* **Objective**
Take the material below and write it all out again exactly.

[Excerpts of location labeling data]

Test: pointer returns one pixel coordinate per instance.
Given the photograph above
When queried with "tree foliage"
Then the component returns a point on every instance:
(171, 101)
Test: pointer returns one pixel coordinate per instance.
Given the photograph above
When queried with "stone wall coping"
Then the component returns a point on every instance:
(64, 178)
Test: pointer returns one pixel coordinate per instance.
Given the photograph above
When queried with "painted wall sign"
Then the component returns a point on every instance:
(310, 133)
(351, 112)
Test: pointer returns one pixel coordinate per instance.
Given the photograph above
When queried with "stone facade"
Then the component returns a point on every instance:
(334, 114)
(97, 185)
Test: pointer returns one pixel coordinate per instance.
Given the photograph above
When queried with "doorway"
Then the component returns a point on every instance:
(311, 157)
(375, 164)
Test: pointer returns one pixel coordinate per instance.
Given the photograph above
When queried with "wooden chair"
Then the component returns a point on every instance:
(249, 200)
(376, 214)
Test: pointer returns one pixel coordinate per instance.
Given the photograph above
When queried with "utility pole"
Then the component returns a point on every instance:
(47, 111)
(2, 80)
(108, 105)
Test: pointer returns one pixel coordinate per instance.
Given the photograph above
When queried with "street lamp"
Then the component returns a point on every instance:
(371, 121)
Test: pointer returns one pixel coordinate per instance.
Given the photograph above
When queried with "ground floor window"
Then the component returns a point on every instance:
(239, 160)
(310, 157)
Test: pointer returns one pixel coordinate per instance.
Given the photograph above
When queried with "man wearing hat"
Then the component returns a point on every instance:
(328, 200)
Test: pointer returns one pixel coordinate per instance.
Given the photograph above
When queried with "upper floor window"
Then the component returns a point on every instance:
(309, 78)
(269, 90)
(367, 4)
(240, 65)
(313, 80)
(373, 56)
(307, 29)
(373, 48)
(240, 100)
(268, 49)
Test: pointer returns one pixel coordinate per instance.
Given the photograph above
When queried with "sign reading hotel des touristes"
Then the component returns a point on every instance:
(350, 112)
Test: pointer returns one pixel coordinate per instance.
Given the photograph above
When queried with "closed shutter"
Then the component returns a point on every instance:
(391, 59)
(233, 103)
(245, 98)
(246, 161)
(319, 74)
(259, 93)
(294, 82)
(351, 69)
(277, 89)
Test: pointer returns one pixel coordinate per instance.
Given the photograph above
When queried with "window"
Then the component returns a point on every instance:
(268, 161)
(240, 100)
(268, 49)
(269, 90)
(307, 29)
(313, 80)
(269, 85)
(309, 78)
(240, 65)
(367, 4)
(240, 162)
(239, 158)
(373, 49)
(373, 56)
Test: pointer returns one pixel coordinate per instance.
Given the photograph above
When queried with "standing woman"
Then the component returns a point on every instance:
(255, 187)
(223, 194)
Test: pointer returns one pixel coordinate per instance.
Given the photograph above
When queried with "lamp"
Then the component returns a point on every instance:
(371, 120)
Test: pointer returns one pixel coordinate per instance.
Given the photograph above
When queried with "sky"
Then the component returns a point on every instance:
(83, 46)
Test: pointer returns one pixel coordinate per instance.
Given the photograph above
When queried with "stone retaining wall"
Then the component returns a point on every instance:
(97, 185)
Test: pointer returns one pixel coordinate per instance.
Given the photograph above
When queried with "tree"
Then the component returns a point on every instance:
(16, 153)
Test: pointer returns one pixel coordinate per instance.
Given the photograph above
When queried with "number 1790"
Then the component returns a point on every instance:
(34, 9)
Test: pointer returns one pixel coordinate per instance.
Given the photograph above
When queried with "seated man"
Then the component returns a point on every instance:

* **Output for this task**
Test: pointer returns one pixel coordinate per instance.
Given the photograph above
When queried with "tree foliage"
Then the component returns a point on every instance:
(171, 101)
Test: pointer returns one pixel coordinate per instance.
Given the photograph above
When queried with "stone wall coping"
Then the component returns a point on every instance:
(64, 178)
Test: pointer returns one pixel coordinate per instance.
Given the photograph above
When queried with "painted wall sign"
Then the component returns a point on every instance:
(310, 133)
(351, 112)
Test: pointer returns one pixel coordinate per instance.
Given the photograph above
When queried with "stone facade"
Then the component returns a point on every instance:
(334, 114)
(97, 185)
Test: pointer returns one pixel coordinate per instance.
Given the photograph above
When queried with "doorway"
Then the component returns a point on every instance:
(311, 157)
(375, 164)
Test: pointer returns one pixel coordinate per instance.
Given the photograph above
When queried with "wooden chair"
Then the component returns a point on every instance:
(249, 200)
(376, 214)
Test: pointer returns one pixel coordinate per instance.
Given the photograph above
When queried with "utility pole"
Then the component returns a point on every instance:
(47, 111)
(2, 80)
(108, 105)
Test: pointer returns one pixel coordinate per instance.
Given the photograph above
When queried with "street lamp"
Then the component returns a point on every instance:
(371, 121)
Test: pointer returns one pixel coordinate per instance.
Given the photograph above
When queried with "ground floor window"
Then the component returns a point on every instance:
(239, 160)
(310, 157)
Test: pointer returns one pixel coordinate per instance.
Given the photograph above
When queried with "man wearing hat"
Then the component returns a point on every instance:
(328, 200)
Test: pointer returns one pixel coordinate per instance.
Given the photograph above
When queried with "upper floor window"
Then the component returns a point on every instance:
(309, 78)
(269, 90)
(367, 4)
(240, 65)
(313, 80)
(373, 56)
(307, 29)
(373, 48)
(240, 100)
(268, 49)
Test: pointer returns one pixel coordinate per instance.
Given the photograph above
When queried with "sign reading hotel des touristes"
Then the component returns a point on every instance:
(350, 112)
Test: pointer returns one pixel coordinate per instance.
Given the photograph above
When queried with "closed shutter"
Then the component returns a point on every instance:
(391, 59)
(233, 103)
(245, 98)
(246, 161)
(319, 74)
(259, 93)
(294, 82)
(351, 69)
(277, 89)
Test: pointer returns one pixel coordinate per instance.
Given the photograph above
When queried with "window"
Then the component returns a point on every instance:
(268, 161)
(240, 100)
(268, 49)
(269, 90)
(307, 29)
(313, 80)
(269, 85)
(309, 78)
(240, 65)
(367, 4)
(240, 162)
(239, 158)
(373, 49)
(373, 56)
Test: pointer returns one pixel coordinate per instance.
Given the photograph above
When queried with "standing woman"
Then the component returns a point on every instance:
(255, 187)
(223, 194)
Test: pointer returns one pixel coordinate per instance.
Given the photograph above
When queried with "lamp"
Then the component returns a point on every instance:
(371, 120)
Test: pointer returns one pixel coordinate per instance.
Given the photograph above
When queried with "sky"
Then the component returns a point on every instance:
(83, 46)
Test: pointer returns one pixel coordinate per instance.
Given the photograph above
When queried with "stone retaining wall"
Then the component returns a point on every instance:
(97, 185)
Test: pointer returns one pixel coordinate per instance.
Given the photograph above
When queried with "tree"
Then the component returns a point on every instance:
(16, 153)
Test: pointer returns one pixel coordinate per instance.
Given the photograph above
When queried with "number 1790"
Then the component returns a point on every instance:
(34, 9)
Test: pointer returns one pixel coordinate per instance.
Given the photograph above
When queried with "seated man"
Then the component returns a point on every instance:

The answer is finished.